Work instructions:
Reproduce the stretch from the start of the records through the line containing "293L0 279V480H640V331L464 363L462", substituting "coarse mask" for "rough mask" and leaving everything else unchanged. Return only that stretch.
───
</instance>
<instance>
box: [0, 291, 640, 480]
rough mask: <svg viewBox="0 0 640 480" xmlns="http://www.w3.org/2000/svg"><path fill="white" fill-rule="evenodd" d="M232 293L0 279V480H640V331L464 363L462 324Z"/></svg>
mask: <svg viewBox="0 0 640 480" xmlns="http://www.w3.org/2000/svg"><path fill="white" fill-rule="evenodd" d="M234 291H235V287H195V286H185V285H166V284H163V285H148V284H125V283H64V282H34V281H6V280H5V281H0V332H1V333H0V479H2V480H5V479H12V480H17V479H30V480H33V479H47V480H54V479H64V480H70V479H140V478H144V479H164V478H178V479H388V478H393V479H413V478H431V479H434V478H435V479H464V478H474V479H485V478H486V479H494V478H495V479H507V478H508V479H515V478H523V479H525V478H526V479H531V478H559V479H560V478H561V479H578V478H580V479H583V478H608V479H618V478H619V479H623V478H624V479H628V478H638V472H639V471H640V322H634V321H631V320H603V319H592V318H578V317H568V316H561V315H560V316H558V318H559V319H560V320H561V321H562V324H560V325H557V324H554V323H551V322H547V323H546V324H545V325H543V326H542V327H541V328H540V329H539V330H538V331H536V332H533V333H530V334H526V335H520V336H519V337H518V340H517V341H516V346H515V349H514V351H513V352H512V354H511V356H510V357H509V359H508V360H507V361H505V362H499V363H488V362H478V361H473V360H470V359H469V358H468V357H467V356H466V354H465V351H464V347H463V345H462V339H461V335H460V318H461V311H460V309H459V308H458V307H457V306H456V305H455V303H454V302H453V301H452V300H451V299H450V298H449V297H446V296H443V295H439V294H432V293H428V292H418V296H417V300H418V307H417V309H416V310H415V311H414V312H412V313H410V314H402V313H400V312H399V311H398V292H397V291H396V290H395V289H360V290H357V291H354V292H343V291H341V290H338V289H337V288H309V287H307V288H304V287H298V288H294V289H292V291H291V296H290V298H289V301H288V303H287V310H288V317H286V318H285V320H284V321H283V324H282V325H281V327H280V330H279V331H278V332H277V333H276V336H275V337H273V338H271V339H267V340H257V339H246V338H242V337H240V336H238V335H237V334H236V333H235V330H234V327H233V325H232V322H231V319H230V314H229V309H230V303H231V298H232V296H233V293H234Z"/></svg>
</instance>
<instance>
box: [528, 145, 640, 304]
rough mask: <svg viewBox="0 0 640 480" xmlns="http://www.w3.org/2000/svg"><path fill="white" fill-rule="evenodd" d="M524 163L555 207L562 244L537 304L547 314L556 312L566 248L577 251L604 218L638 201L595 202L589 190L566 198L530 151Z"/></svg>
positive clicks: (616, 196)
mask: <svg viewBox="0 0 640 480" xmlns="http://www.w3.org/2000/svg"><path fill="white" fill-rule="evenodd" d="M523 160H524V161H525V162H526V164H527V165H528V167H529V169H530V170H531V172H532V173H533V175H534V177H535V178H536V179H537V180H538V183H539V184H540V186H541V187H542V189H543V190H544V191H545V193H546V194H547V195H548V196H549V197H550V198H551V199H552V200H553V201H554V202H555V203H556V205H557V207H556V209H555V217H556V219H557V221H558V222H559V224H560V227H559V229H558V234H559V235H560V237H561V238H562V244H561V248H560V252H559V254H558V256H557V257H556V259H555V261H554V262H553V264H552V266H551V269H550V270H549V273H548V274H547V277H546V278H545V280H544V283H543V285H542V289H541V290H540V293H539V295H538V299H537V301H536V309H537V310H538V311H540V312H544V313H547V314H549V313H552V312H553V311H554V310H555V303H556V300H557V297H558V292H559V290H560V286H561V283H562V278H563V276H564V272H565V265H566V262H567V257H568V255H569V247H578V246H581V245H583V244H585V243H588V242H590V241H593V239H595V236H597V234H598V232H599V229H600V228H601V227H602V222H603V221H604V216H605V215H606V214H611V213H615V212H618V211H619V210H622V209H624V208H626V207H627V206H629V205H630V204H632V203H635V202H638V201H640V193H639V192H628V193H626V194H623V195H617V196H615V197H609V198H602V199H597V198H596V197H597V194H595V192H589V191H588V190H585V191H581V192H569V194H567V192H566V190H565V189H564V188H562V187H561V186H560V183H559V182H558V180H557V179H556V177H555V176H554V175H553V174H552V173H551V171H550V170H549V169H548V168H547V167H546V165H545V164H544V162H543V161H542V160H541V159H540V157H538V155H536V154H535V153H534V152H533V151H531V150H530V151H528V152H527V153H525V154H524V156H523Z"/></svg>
───
Written answer:
</instance>
<instance>
box: [0, 291, 640, 480]
coarse mask: <svg viewBox="0 0 640 480" xmlns="http://www.w3.org/2000/svg"><path fill="white" fill-rule="evenodd" d="M232 293L0 279V480H640V331L464 363L462 324Z"/></svg>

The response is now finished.